Work out how many lines of the listing hold the string "forehead". Answer with that number alone.

__________________________________________________

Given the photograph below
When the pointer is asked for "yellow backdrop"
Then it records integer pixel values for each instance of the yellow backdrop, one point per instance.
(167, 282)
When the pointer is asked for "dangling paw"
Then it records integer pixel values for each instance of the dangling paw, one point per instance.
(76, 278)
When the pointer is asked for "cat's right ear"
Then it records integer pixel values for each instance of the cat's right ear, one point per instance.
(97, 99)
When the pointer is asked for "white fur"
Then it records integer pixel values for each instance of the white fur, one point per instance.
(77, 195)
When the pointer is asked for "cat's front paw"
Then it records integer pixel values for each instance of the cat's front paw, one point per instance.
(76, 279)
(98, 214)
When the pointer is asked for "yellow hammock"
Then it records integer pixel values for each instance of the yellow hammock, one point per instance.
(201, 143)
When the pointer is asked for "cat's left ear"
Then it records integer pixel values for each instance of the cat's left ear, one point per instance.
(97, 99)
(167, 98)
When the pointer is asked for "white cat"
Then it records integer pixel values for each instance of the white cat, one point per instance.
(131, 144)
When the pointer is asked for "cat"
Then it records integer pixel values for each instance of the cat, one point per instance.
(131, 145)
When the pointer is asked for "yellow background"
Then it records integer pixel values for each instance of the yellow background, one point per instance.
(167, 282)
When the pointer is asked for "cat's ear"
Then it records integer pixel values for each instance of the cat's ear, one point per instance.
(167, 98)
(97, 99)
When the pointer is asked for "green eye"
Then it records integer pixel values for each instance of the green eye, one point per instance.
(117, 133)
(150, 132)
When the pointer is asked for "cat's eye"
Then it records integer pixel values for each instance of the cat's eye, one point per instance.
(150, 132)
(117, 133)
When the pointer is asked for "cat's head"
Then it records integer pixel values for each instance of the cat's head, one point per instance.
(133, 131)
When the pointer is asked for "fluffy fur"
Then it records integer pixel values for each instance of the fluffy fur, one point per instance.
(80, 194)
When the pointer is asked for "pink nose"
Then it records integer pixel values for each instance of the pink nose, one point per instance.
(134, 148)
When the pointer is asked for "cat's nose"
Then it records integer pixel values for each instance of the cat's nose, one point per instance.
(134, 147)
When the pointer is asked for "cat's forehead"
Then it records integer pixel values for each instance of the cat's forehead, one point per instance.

__________________________________________________

## RESPONSE AREA
2